# Task directions
From the listing below, set down exactly the lines between the one holding "point per instance: shirt sleeve" and the one holding "point per instance: green herb", inclusive. No other line is wanted.

# Data shown

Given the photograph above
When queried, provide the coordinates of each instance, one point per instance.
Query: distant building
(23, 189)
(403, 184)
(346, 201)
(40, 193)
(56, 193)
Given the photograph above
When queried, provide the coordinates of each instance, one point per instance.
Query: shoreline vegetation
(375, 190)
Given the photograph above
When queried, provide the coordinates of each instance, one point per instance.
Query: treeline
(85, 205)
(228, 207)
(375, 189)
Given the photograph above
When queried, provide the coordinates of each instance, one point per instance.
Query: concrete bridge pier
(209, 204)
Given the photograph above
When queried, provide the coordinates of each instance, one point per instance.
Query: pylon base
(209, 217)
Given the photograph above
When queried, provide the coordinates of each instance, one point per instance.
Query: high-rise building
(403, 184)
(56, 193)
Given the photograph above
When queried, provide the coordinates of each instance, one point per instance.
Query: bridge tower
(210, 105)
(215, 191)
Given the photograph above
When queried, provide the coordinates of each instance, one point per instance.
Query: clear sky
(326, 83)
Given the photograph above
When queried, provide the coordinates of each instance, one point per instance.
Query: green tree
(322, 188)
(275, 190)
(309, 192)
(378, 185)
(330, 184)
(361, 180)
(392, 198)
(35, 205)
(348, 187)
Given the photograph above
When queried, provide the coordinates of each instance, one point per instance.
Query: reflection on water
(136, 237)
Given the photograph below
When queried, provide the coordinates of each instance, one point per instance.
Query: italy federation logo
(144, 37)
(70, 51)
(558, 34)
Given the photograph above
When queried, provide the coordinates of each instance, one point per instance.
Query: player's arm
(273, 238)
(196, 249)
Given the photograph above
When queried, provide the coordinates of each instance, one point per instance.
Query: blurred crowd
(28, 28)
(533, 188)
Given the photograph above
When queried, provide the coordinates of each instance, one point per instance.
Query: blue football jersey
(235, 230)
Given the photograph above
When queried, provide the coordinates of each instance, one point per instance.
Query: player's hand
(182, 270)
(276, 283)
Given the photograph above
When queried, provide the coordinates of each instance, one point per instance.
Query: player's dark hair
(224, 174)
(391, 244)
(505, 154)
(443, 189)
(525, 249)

==

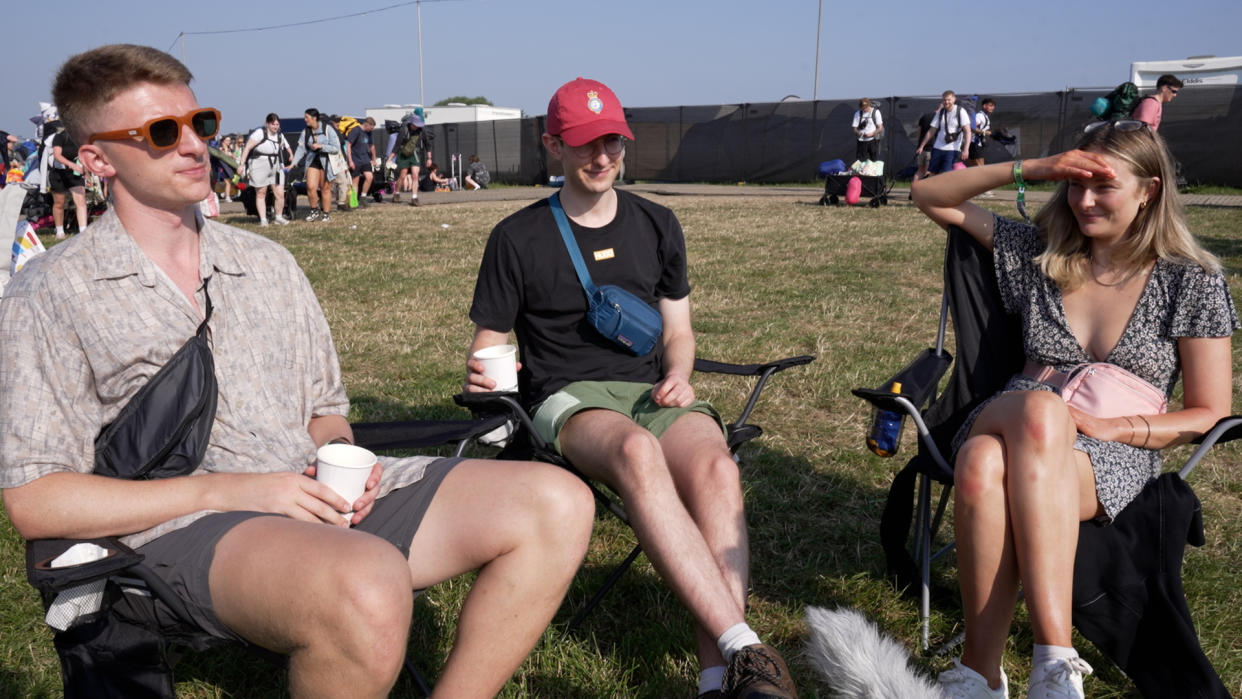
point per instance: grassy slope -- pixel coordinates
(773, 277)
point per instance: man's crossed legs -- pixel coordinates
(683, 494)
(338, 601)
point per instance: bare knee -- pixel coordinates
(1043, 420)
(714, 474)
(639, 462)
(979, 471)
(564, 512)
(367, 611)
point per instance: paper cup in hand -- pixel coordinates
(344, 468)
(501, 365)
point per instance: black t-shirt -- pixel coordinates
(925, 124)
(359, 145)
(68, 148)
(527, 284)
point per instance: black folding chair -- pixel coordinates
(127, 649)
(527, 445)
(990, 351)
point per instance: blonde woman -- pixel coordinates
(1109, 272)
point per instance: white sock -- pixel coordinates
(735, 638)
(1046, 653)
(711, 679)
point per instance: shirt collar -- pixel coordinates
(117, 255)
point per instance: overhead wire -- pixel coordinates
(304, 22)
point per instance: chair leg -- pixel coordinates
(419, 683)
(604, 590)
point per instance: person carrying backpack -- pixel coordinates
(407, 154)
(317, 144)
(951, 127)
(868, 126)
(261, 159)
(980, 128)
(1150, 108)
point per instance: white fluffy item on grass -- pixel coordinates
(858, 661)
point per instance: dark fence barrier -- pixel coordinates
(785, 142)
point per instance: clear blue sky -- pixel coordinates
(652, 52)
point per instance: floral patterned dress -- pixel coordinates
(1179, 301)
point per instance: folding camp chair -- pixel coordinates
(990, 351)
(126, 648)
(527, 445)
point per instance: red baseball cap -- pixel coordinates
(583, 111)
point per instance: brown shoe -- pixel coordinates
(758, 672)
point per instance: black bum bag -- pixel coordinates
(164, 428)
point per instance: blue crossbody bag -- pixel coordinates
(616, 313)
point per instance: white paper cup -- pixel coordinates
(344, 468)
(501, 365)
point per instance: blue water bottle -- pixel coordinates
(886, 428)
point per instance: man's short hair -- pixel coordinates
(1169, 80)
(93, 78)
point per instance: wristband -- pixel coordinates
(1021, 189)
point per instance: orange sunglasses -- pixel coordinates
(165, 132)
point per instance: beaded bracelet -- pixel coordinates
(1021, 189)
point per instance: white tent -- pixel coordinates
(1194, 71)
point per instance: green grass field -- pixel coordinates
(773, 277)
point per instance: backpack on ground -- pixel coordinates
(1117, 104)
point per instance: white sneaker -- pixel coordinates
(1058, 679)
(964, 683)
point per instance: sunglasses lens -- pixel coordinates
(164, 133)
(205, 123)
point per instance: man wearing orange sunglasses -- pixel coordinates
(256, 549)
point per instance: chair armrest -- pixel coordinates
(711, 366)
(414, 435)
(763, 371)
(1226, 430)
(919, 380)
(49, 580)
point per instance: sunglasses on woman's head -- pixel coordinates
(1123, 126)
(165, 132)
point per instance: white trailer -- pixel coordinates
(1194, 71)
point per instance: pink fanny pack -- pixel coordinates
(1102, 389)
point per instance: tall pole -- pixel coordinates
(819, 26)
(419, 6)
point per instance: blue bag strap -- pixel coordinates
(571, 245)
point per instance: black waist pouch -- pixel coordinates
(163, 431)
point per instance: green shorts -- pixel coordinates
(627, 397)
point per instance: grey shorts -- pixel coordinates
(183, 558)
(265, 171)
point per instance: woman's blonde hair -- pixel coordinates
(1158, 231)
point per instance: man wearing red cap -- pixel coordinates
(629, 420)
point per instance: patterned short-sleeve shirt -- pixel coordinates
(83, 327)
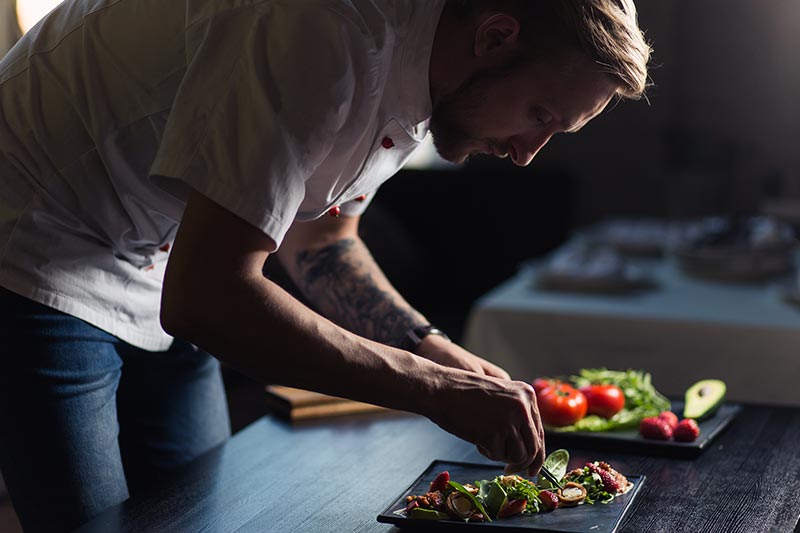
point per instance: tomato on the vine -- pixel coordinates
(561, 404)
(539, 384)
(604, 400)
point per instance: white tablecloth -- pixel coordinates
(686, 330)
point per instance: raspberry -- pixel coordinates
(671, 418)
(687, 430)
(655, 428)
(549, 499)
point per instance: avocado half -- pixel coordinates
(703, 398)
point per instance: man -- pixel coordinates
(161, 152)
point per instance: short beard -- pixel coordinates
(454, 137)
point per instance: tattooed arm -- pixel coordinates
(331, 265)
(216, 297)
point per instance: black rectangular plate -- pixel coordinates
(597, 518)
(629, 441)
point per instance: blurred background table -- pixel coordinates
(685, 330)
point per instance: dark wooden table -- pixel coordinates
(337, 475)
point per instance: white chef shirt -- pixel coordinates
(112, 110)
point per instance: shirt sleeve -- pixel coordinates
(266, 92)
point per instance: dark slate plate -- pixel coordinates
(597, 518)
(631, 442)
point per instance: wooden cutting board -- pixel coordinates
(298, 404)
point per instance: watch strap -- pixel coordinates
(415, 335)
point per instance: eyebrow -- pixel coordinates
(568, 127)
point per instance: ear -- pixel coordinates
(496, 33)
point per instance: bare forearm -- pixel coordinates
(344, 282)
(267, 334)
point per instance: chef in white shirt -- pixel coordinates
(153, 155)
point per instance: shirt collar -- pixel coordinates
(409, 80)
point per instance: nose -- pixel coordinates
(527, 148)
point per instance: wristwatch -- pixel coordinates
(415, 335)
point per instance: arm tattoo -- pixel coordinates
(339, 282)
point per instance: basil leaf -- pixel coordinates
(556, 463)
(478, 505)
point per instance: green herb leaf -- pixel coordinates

# Response to the task
point per instance: shirt sleeve -- pixel coordinates
(266, 92)
point per instance: dark slate plate -- pixel coordinates
(597, 518)
(631, 442)
point per instance: wooden cutting board -- pixel coordinates
(298, 404)
point per instance: watch strap -- pixel coordinates
(415, 335)
point per instance: eyebrow -- pixel coordinates
(568, 127)
point per instance: ear -- pixel coordinates
(496, 33)
point per instance: bare forearm -- pixel coordinates
(344, 282)
(267, 334)
point per instance: chef in white shirt -- pixel coordinates
(153, 155)
point per instance: shirt collar -- pixel coordinates
(409, 80)
point per instance: nose -- pixel coordinates
(527, 148)
point per instance: wristwatch -- pixel coordinates
(415, 335)
point per instance: arm tattoo -- pixel coordinates
(339, 282)
point per instance: basil leaf -- pixel coordinates
(556, 463)
(478, 505)
point per instance: green herb leaf -- pixel coordinates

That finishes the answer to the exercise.